[WHAT THIS TASK INVOLVES] Identify every line below that contains the word "landscaping", and copy each one.

──────── ENTRIES SUPPLIED

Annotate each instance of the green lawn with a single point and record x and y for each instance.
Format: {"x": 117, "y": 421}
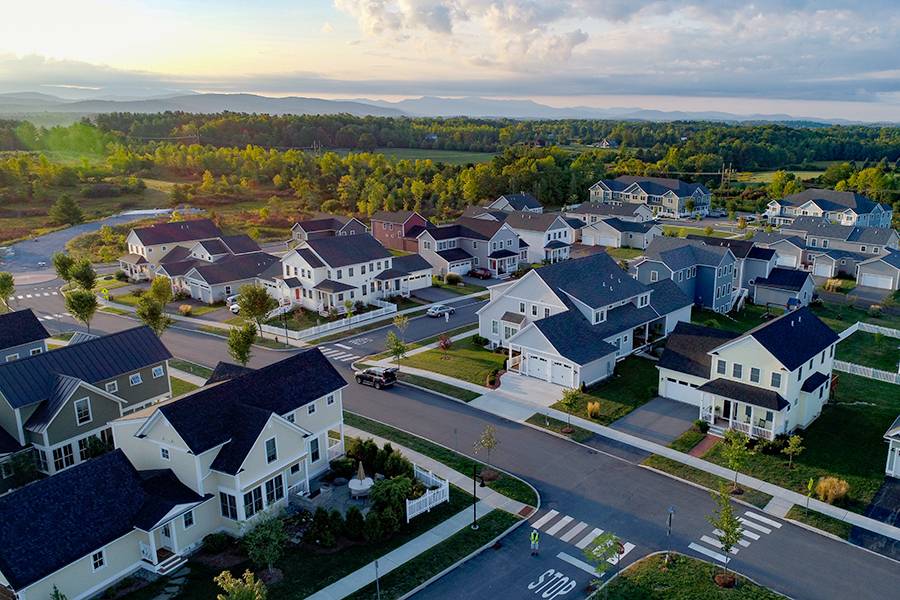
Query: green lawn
{"x": 684, "y": 578}
{"x": 870, "y": 350}
{"x": 464, "y": 361}
{"x": 511, "y": 487}
{"x": 556, "y": 426}
{"x": 181, "y": 387}
{"x": 439, "y": 386}
{"x": 431, "y": 562}
{"x": 845, "y": 441}
{"x": 633, "y": 384}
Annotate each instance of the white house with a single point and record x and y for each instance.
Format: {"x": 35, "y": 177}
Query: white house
{"x": 568, "y": 323}
{"x": 767, "y": 381}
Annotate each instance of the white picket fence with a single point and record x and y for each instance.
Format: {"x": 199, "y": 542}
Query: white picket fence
{"x": 867, "y": 372}
{"x": 432, "y": 497}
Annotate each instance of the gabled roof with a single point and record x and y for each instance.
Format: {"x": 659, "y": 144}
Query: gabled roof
{"x": 784, "y": 279}
{"x": 688, "y": 346}
{"x": 178, "y": 231}
{"x": 520, "y": 201}
{"x": 233, "y": 412}
{"x": 678, "y": 253}
{"x": 235, "y": 267}
{"x": 20, "y": 327}
{"x": 342, "y": 251}
{"x": 595, "y": 280}
{"x": 32, "y": 379}
{"x": 50, "y": 523}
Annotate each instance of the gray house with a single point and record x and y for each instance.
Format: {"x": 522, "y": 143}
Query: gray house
{"x": 706, "y": 274}
{"x": 21, "y": 335}
{"x": 56, "y": 401}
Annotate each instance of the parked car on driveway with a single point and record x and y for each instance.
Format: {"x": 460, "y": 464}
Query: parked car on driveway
{"x": 439, "y": 310}
{"x": 377, "y": 377}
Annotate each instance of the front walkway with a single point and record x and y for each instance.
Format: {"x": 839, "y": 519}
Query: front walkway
{"x": 488, "y": 500}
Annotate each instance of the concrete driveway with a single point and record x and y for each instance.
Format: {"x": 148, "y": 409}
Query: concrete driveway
{"x": 661, "y": 420}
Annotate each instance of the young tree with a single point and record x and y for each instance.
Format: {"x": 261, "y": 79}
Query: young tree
{"x": 395, "y": 346}
{"x": 152, "y": 314}
{"x": 256, "y": 303}
{"x": 265, "y": 542}
{"x": 726, "y": 523}
{"x": 736, "y": 451}
{"x": 240, "y": 342}
{"x": 82, "y": 304}
{"x": 62, "y": 263}
{"x": 793, "y": 448}
{"x": 82, "y": 273}
{"x": 65, "y": 211}
{"x": 7, "y": 289}
{"x": 570, "y": 399}
{"x": 245, "y": 588}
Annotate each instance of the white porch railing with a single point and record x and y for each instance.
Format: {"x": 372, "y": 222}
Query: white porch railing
{"x": 867, "y": 372}
{"x": 432, "y": 497}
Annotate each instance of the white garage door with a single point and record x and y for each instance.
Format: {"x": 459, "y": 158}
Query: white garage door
{"x": 822, "y": 269}
{"x": 537, "y": 367}
{"x": 786, "y": 260}
{"x": 880, "y": 281}
{"x": 561, "y": 374}
{"x": 681, "y": 391}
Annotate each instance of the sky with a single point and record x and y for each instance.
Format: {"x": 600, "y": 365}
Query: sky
{"x": 818, "y": 58}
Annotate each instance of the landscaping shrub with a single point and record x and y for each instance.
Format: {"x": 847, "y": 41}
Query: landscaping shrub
{"x": 831, "y": 489}
{"x": 354, "y": 524}
{"x": 215, "y": 543}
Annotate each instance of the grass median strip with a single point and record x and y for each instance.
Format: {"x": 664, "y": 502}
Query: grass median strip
{"x": 433, "y": 561}
{"x": 507, "y": 485}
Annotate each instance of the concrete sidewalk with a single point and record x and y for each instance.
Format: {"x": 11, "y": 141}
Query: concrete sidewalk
{"x": 488, "y": 500}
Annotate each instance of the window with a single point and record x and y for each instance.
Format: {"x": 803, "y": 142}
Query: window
{"x": 274, "y": 490}
{"x": 98, "y": 560}
{"x": 82, "y": 411}
{"x": 63, "y": 457}
{"x": 228, "y": 505}
{"x": 253, "y": 502}
{"x": 271, "y": 451}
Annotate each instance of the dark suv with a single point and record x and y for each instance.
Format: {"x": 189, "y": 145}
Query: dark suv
{"x": 377, "y": 377}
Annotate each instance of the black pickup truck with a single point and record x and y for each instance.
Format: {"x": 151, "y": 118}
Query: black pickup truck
{"x": 377, "y": 377}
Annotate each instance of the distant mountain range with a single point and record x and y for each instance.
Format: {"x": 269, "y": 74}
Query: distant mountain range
{"x": 26, "y": 103}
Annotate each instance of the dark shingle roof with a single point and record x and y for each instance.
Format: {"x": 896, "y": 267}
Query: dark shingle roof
{"x": 32, "y": 379}
{"x": 595, "y": 280}
{"x": 50, "y": 523}
{"x": 234, "y": 411}
{"x": 745, "y": 393}
{"x": 179, "y": 231}
{"x": 345, "y": 250}
{"x": 236, "y": 267}
{"x": 687, "y": 347}
{"x": 20, "y": 327}
{"x": 784, "y": 279}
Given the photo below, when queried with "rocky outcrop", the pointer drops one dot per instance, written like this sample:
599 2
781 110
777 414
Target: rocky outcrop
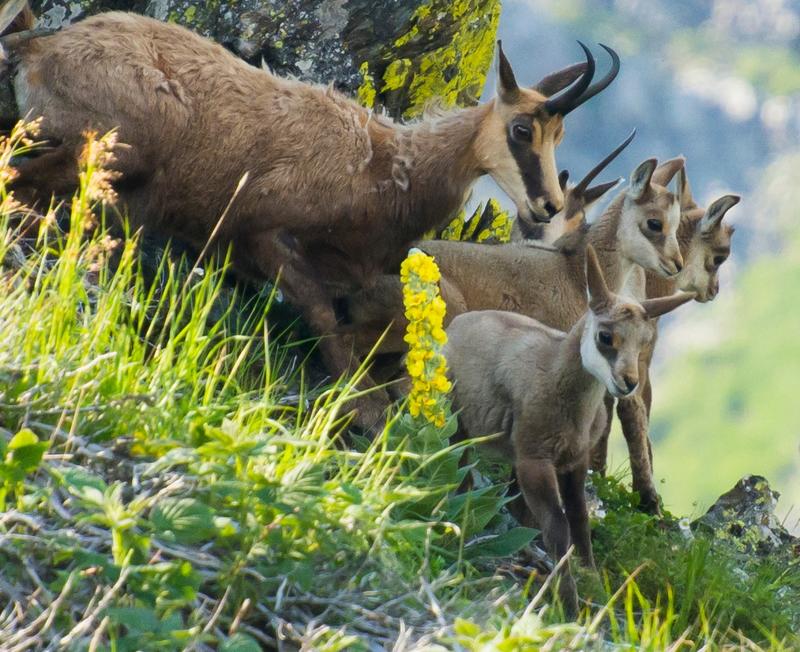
398 54
745 516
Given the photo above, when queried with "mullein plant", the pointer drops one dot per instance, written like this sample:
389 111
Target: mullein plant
426 366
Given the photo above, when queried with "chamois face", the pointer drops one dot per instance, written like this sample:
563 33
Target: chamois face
516 142
616 330
708 248
649 224
613 338
517 145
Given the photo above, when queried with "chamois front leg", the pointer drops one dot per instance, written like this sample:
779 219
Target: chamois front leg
601 428
539 484
277 255
573 493
53 172
632 413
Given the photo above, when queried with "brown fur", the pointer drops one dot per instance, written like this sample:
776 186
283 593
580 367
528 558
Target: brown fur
334 193
546 285
536 386
705 245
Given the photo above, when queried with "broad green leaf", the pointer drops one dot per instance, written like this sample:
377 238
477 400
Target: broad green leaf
24 437
240 643
184 520
138 620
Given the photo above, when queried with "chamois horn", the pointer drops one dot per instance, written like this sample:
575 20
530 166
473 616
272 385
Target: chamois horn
572 98
583 185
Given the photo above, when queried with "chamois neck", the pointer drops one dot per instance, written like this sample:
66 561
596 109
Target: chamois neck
604 237
435 165
573 380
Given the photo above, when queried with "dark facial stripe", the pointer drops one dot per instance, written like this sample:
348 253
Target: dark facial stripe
528 162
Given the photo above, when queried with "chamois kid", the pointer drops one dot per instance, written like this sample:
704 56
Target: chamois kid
705 242
637 229
541 389
334 193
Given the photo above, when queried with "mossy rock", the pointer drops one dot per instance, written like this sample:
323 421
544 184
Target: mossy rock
401 53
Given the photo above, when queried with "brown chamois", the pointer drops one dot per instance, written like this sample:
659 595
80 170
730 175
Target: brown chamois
542 389
705 243
637 229
334 193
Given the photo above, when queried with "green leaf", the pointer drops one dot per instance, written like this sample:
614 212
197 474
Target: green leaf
24 437
184 520
240 643
138 620
501 545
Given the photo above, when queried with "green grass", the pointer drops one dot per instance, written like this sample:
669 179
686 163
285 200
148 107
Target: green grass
173 480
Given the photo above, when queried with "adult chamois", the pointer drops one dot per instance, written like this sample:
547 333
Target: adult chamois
542 389
333 194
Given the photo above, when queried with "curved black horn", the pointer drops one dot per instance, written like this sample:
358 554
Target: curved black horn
583 184
605 81
570 98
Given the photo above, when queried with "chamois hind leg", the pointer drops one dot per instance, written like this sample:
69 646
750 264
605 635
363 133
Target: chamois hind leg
53 172
573 493
598 458
632 414
277 255
539 484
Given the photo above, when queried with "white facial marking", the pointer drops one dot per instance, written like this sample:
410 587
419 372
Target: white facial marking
591 358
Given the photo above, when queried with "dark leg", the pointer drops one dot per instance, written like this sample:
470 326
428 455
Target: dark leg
278 255
573 493
54 172
539 484
633 417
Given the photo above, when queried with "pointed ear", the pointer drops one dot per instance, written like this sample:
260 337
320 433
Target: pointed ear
558 81
640 179
713 216
668 169
599 296
507 87
661 306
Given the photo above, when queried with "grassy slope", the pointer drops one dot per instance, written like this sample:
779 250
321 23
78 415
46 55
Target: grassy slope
732 408
195 494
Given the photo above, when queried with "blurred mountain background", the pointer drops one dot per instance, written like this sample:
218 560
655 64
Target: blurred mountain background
719 82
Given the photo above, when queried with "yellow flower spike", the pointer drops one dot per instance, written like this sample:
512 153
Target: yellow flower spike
425 311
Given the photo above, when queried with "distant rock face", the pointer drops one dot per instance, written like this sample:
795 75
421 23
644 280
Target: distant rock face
395 53
745 516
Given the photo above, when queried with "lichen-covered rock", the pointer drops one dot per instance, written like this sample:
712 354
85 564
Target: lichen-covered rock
398 54
745 517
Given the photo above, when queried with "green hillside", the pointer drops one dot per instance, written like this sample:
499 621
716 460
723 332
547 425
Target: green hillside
732 408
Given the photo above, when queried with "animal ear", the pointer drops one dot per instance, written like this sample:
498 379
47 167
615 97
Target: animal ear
668 169
661 306
558 81
713 216
599 296
507 87
640 179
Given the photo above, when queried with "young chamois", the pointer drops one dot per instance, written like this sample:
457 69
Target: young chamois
705 243
637 229
332 194
542 389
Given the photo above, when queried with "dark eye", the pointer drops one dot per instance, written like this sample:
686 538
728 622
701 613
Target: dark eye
521 132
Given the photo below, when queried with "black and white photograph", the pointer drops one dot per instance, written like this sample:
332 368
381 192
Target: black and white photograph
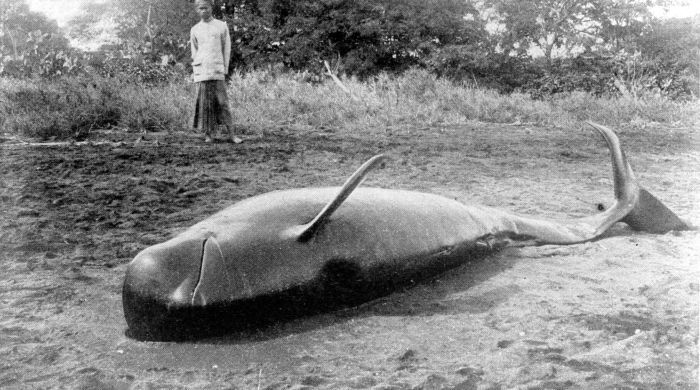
358 194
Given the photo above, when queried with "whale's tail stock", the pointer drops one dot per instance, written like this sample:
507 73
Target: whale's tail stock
647 212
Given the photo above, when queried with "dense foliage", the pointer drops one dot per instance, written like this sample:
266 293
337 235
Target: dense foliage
541 47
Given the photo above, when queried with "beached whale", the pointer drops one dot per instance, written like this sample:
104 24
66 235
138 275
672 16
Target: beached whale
301 251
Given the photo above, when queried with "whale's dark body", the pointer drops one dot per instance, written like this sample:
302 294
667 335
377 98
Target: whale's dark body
294 252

────────────────

[COMPLETE ANSWER]
Annotate each instance of the landscaping shrub with a single point and record x and y for each instance.
Query: landscaping shrub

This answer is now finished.